*Text provided*.

▽

In the mid-1830s, Terror was refitted as a polar exploration vessel. Her design as a bomb ship meant she had a strong framework to resist the recoil of her mortars; thus, she could withstand polar sea ice, as well.

Back expedition

In 1836, command of Terror was given to Captain George Back for an Arctic expedition to Hudson Bay. The expedition aimed to enter Repulse Bay, where it would send out landing parties to ascertain whether the Boothia Peninsula was an island or a peninsula. Terror was trapped by ice near Southampton Island, and did not reach Repulse Bay. At one point, the ice forced her 12 m (39 ft) up the face of a cliff. She was trapped in the ice for ten months. In the spring of 1837, an encounter with an iceberg further damaged the ship. She nearly sank on her return journey across the Atlantic, and was in a sinking condition by the time Back was able to beach the ship on the coast of Ireland on 21 September.

△

*Requirements*. Can you rename "Repulse Bay" to "Wager Bay" in the passage about the ship Terror, rewriting it from "Back expedition" to "on 21 September."?

*Items*.
▽

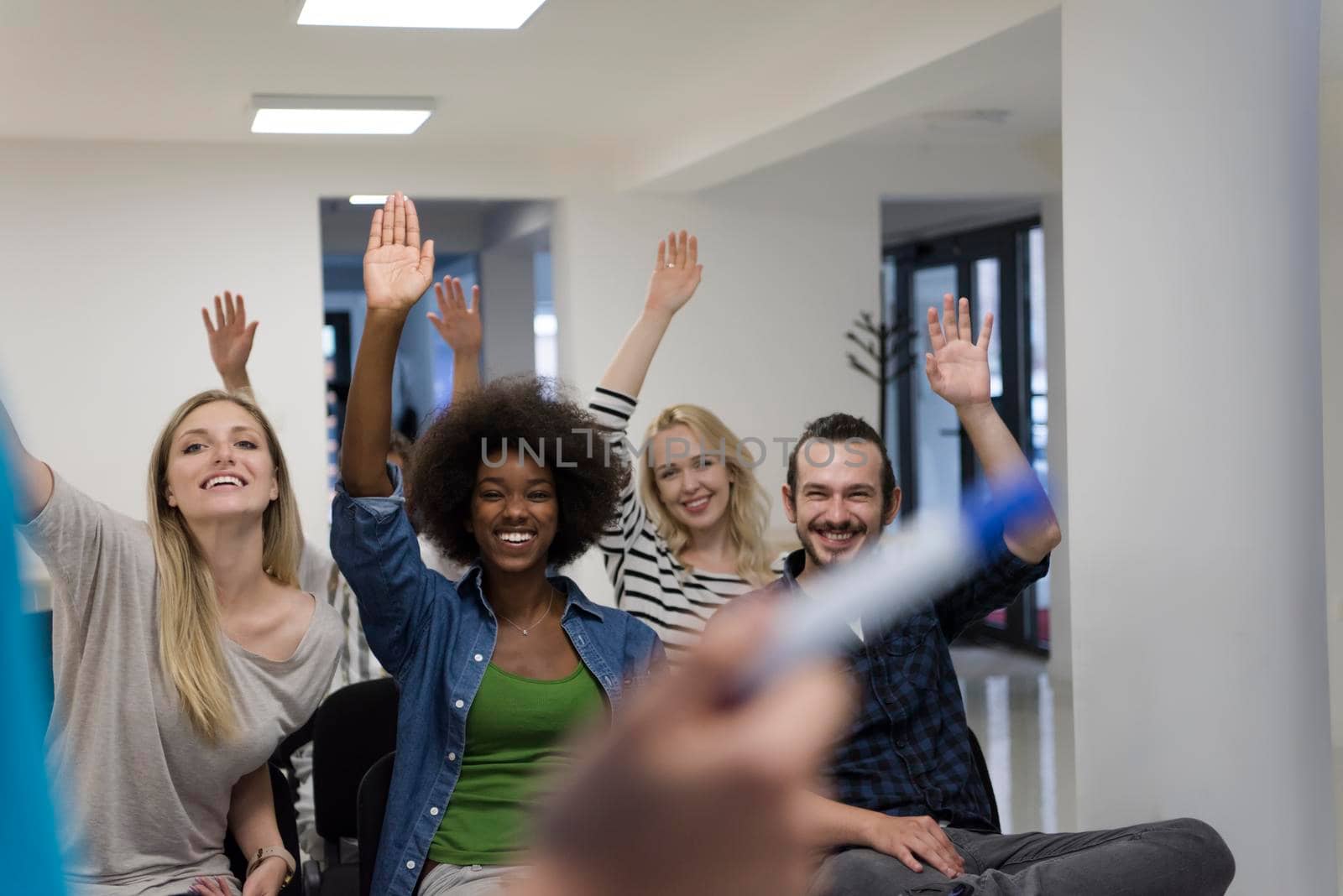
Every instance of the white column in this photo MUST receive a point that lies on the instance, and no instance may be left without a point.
(1194, 435)
(1331, 333)
(508, 309)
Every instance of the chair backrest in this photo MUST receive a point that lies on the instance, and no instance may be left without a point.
(353, 730)
(982, 768)
(373, 806)
(288, 821)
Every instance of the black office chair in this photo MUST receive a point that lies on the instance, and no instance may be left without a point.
(373, 806)
(288, 821)
(353, 730)
(982, 768)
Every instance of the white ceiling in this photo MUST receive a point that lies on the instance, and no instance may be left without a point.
(590, 80)
(673, 96)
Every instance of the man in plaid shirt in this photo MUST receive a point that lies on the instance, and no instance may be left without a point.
(912, 815)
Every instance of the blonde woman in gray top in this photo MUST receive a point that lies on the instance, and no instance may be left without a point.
(183, 654)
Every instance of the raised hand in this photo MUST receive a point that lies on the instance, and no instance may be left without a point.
(958, 367)
(230, 338)
(676, 273)
(396, 267)
(457, 322)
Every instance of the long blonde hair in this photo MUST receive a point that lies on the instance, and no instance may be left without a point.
(190, 638)
(749, 508)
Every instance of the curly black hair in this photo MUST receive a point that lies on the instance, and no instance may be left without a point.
(507, 412)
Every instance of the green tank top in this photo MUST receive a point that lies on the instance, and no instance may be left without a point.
(516, 734)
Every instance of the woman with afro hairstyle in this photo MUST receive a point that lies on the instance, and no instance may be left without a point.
(496, 669)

△

*Solved problem*.
Back expedition

In 1836, command of Terror was given to Captain George Back for an Arctic expedition to Hudson Bay. The expedition aimed to enter Wager Bay, where it would send out landing parties to ascertain whether the Boothia Peninsula was an island or a peninsula. Terror was trapped by ice near Southampton Island, and did not reach Wager Bay. At one point, the ice forced her 12 m (39 ft) up the face of a cliff. She was trapped in the ice for ten months. In the spring of 1837, an encounter with an iceberg further damaged the ship. She nearly sank on her return journey across the Atlantic, and was in a sinking condition by the time Back was able to beach the ship on the coast of Ireland on 21 September.